DATA IN THIS EXERCISE:
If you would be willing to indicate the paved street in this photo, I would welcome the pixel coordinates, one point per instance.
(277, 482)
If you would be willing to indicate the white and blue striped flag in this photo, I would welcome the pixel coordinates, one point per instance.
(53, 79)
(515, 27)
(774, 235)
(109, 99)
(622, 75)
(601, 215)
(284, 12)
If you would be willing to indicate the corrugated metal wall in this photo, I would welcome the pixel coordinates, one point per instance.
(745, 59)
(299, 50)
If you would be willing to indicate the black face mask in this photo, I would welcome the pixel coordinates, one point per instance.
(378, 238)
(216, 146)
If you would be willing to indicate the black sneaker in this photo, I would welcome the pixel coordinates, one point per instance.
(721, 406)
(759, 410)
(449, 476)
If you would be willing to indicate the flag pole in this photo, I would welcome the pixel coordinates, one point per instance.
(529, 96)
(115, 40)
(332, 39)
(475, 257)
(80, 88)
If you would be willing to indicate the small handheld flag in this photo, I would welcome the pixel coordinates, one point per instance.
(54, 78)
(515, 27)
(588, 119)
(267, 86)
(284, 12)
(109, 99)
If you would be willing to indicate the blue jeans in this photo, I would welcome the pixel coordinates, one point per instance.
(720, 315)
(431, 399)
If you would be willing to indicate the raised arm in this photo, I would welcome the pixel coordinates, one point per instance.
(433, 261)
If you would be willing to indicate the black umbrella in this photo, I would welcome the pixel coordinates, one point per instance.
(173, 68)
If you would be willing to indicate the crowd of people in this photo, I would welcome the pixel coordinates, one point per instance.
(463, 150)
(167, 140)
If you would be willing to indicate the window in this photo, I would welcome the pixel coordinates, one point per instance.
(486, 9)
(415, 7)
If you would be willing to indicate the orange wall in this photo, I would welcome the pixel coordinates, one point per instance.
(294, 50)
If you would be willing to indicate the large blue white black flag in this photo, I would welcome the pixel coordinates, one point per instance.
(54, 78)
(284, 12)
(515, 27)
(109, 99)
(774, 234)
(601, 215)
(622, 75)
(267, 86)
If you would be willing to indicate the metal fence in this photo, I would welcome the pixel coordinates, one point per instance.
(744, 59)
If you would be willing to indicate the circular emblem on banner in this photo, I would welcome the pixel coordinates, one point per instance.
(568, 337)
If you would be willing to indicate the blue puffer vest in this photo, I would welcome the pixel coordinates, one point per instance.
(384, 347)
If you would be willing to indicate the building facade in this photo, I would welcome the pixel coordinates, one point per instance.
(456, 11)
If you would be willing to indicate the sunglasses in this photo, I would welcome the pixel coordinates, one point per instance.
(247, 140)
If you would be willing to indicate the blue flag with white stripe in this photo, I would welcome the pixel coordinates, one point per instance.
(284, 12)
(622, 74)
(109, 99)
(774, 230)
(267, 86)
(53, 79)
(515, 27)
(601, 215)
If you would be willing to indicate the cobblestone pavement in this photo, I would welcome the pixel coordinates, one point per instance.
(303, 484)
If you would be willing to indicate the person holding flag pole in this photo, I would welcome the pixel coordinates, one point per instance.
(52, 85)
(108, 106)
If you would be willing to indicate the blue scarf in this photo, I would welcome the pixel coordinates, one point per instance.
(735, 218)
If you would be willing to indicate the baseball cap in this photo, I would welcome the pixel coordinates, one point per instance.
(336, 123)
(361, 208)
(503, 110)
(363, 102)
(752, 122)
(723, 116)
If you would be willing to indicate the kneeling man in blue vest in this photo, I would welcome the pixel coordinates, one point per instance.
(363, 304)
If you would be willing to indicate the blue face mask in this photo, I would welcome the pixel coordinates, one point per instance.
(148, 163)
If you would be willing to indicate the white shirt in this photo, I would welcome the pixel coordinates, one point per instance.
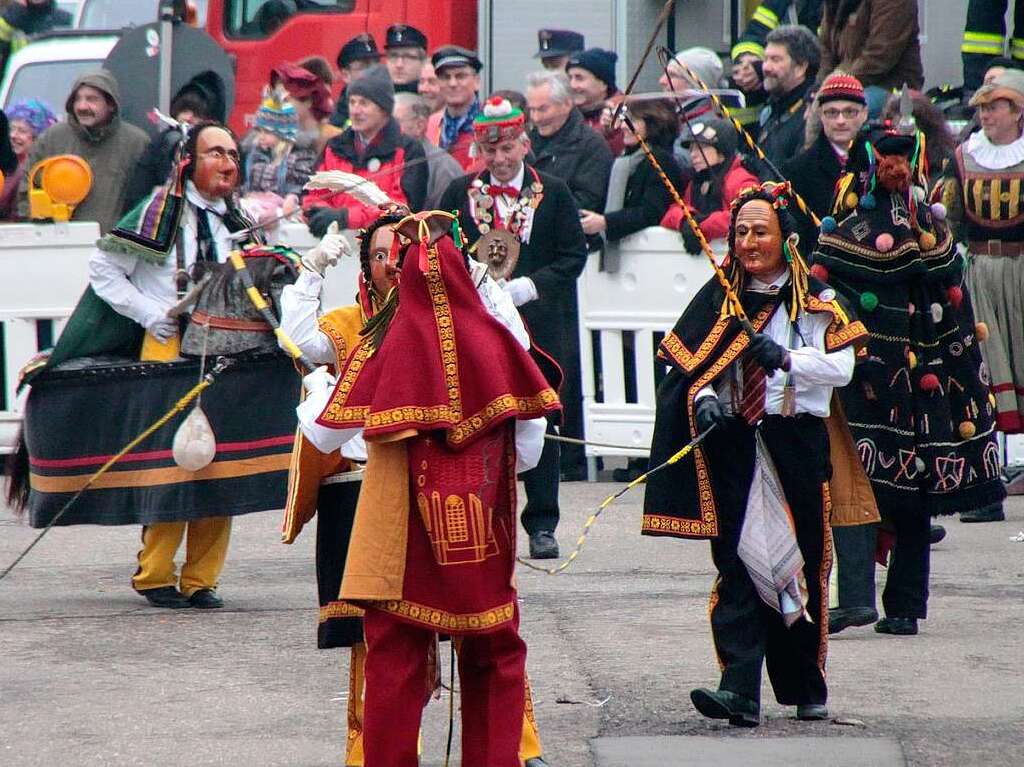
(299, 308)
(813, 373)
(143, 291)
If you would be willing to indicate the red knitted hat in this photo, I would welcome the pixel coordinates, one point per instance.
(841, 87)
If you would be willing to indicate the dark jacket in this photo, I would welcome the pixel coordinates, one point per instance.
(580, 157)
(877, 43)
(782, 125)
(647, 200)
(553, 258)
(398, 168)
(813, 173)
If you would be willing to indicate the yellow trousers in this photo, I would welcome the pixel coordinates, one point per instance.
(206, 549)
(529, 744)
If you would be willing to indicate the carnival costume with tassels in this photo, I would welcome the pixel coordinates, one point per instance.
(919, 407)
(758, 486)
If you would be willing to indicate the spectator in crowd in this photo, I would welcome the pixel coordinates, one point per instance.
(355, 57)
(28, 119)
(637, 197)
(565, 147)
(274, 169)
(840, 111)
(458, 71)
(719, 177)
(792, 58)
(555, 47)
(27, 17)
(412, 112)
(372, 146)
(877, 42)
(747, 75)
(404, 53)
(592, 78)
(430, 89)
(189, 105)
(311, 98)
(96, 133)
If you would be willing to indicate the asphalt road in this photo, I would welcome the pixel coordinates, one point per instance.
(91, 676)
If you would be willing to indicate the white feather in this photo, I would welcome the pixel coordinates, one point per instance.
(338, 180)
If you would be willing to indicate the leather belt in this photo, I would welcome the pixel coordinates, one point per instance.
(994, 248)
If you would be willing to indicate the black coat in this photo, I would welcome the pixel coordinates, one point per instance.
(553, 258)
(646, 197)
(580, 157)
(813, 173)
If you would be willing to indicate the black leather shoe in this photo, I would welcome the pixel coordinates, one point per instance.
(741, 712)
(812, 712)
(898, 626)
(206, 599)
(543, 545)
(844, 618)
(166, 596)
(992, 513)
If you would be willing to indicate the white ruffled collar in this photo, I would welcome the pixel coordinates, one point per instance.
(994, 157)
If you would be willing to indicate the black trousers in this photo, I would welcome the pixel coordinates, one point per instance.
(855, 564)
(748, 633)
(905, 593)
(541, 482)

WHAT YOU SHOULD DO:
Please transcribe each entry exactly and exclude any image it contains.

OUTPUT OF THE TASK:
If you would be willing to indicate the paved street in this photo, I would welcome the pixel coordinates, one point per instance.
(277, 482)
If you would be willing to indicate the white and blue striped flag in this photo, I would welcome the pixel coordinates, one point per instance.
(53, 79)
(515, 27)
(774, 235)
(109, 99)
(622, 75)
(601, 215)
(284, 12)
If you would be willing to indicate the corrugated metal wall in this photo, I would welcome the pixel coordinates, one point per instance.
(745, 59)
(299, 50)
If you would be willing to indicate the black face mask in this photo, I would welcome the pixel coordinates, one point per instance.
(378, 238)
(216, 146)
If you would be willing to indicate the black sneaker in this photo, I would welcome the pixel coordinates, one point per instance.
(721, 406)
(759, 410)
(449, 476)
If you would be willing to indicate the flag pole in this photo, I would welcome the pixel coordinates, one point per instance.
(529, 96)
(115, 40)
(332, 39)
(475, 257)
(80, 88)
If you would be willing to indicate the small handheld flag in this photo, I would welcome the pixel coordinates, one point per instance.
(54, 78)
(515, 27)
(588, 119)
(267, 86)
(284, 12)
(109, 99)
If you would be willing to indicate the blue jeans in this photo, I would welcome the pixel coordinates, one point per instance.
(720, 315)
(431, 399)
If you would be willing to indicate the raised arm in this photo, I would welcome the pixel coordinates, one point per instance.
(433, 261)
If you would be willing to indicate the black umbrella in this photo, I would welcome the pixel coordinates, one point per instance.
(173, 68)
If you would be willing to indicate the crowd of people in this photo, I would welcome the pixel coordinates, one point per instance.
(463, 150)
(167, 140)
If you would be willing to indicate the window in this photo, I would welcome the pixel coordinates, one point per instance.
(486, 9)
(415, 7)
If you would be willing to indicate the orange wall in this photo, I would welcome the pixel coordinates, one point per instance.
(294, 50)
If you would be willing to indicate the large blue white black flag in this photo, I would welcome the pixel coordinates, one point per instance.
(54, 78)
(284, 12)
(515, 27)
(109, 99)
(774, 234)
(601, 215)
(622, 75)
(267, 86)
If you would be willing to indicate the metal fence in this photo, I would welcome the pixel coordinates, one point per instance.
(744, 59)
If you would be willing to indicate the circular emblem on banner in this photo, I would welcome the pixel coordinates, one point per instance.
(568, 337)
If you would be willing to indicate the blue puffer vest in this photo, I would welcome the pixel coordinates, one point per instance.
(384, 347)
If you would be willing to indicate the building facade in this photo, I would welcome the pixel coordinates, one point per instance.
(456, 11)
If you would be willing to indicate the sunglasses in this photo, I would welcome the pixel coordinates, one point per instance.
(247, 140)
If you would be willing to indicate the blue flag with white stripe in this photo, I would welcome the pixel coordinates, one point per instance.
(284, 12)
(622, 74)
(109, 99)
(774, 230)
(267, 86)
(53, 79)
(515, 27)
(601, 215)
If you would be willing to indicate the cobblestone pavement in this photo, I would welcome the pixel coordinates, one point per instance.
(303, 484)
If you would be willing to indicate the person holding flag pole in this photo, I would welcome the pixel coordinates, one point per instance.
(52, 85)
(108, 106)
If you would be willing to indicate the blue scarf in this photo, I would welcome the pixel coordinates, one point per instance.
(735, 218)
If you would be willing to indicate the baseball cap in this photo, I would welcome the pixel coordinates, one point per instance.
(336, 123)
(361, 208)
(503, 110)
(363, 102)
(752, 122)
(723, 116)
If you would be willing to indicate the kneeling man in blue vest in this photo, I would welcome the pixel coordinates, one point per instance.
(363, 304)
If you would be willing to indicate the blue face mask in this photo, I would welcome the pixel coordinates, one point per instance.
(148, 163)
If you would be willing to indicate the white shirt in this photo, I would welcome the pixel coordinates, one point per instance.
(299, 308)
(813, 373)
(143, 291)
If you would be willing to indicate the red knitted hat in this photo, I would welcome the pixel coordinates, one point per instance.
(841, 87)
If you would be willing to indicate the dark jacket in this photo, I would welcome the pixel coordinates, one point per instance.
(580, 157)
(877, 43)
(782, 125)
(647, 200)
(553, 258)
(398, 168)
(813, 173)
If you would be willing to indicate the yellow trousers in this photo, I would welcome the pixel coordinates, one point per instance.
(206, 549)
(529, 744)
If you would be willing to indicate the carnival costume with tassels in this photo, I would welcome the pixel coordinates, one point per instance.
(919, 407)
(758, 486)
If you would be willing to indicate the spectator in crowd in this photo, I would welcome the pixel coordinates, one point per instance.
(355, 57)
(28, 119)
(637, 197)
(565, 147)
(274, 169)
(840, 111)
(458, 71)
(719, 177)
(792, 58)
(555, 47)
(27, 17)
(412, 112)
(372, 146)
(877, 42)
(747, 75)
(404, 53)
(592, 78)
(430, 89)
(189, 105)
(311, 98)
(96, 133)
If you would be willing to indicate the asphalt road in this photo, I would welcome the pixel coordinates, one point per instance.
(91, 676)
If you would be willing to indicate the white feather in this photo, I would welcome the pixel coordinates, one point per instance.
(338, 180)
If you would be willing to indicate the leather belt in this photo, I would welcome the pixel coordinates, one point per instance.
(994, 248)
If you would be willing to indicate the black coat in this photo, I would welcome the pixel coordinates, one point per instance.
(553, 258)
(646, 197)
(580, 157)
(813, 173)
If you would be willing to indicate the black leather shoe in this photo, I would welcome the pixel coordinates, one point per instance.
(741, 712)
(812, 712)
(898, 626)
(206, 599)
(543, 545)
(844, 618)
(166, 596)
(992, 513)
If you would be willing to indicate the white ruffled collar in this photo, I would welcome the pixel coordinates, one point per instance.
(994, 157)
If you would be willing to indicate the black trousers in this photo, I would welcome the pixel coordinates, one point per instance.
(855, 564)
(748, 633)
(905, 593)
(541, 482)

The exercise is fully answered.